=== Extracted text ===

— Begin —

Got your monitoring stack running? Cool. Now for the part that'll make you question your career choices - getting your applications to send data that doesn't suck. Most people either instrument everything and tank their performance, or instrument nothing and wonder why their traces are empty. I went full idiot on my first attempt and instrumented every database call - ended up with 50,000 spans per request and a trace that looked like a Christmas tree.
Adding Telemetry Without Breaking Everything
The OpenTelemetry documentation is your friend here, especially the semantic conventions that define what attributes you should actually be tracking. Also worth reading: the Spring Boot starter guide and OpenTelemetry troubleshooting for Node.js for platform-specific gotchas.

— End —

=== Data excerpt ===
— Begin —

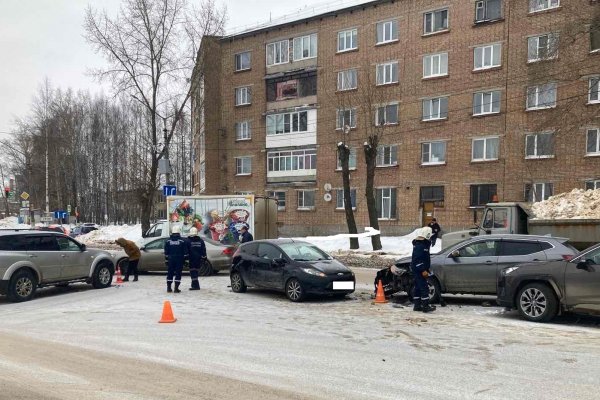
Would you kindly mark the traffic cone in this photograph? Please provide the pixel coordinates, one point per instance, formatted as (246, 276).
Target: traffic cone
(380, 296)
(167, 316)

— End —

=== Set exercise 1 ===
Using the OpenTelemetry text, explain in one to three sentences why the semantic conventions are worth attention.
=== Set exercise 2 ===
Please quote the OpenTelemetry text, beginning at the words "Got your monitoring" and stopping after "a Christmas tree.".
=== Set exercise 3 ===
In the OpenTelemetry text, what did the writer end up with after instrumenting every database call on the first attempt?
The lines are separate material from the OpenTelemetry text.

=== Correct response 1 ===
The semantic conventions define which attributes you should actually be tracking. That is why the OpenTelemetry documentation is described as especially helpful there.

=== Correct response 2 ===
Got your monitoring stack running? Cool. Now for the part that'll make you question your career choices - getting your applications to send data that doesn't suck. Most people either instrument everything and tank their performance, or instrument nothing and wonder why their traces are empty. I went full idiot on my first attempt and instrumented every database call - ended up with 50,000 spans per request and a trace that looked like a Christmas tree.

=== Correct response 3 ===
The writer ended up with 50,000 spans per request and a trace that looked like a Christmas tree.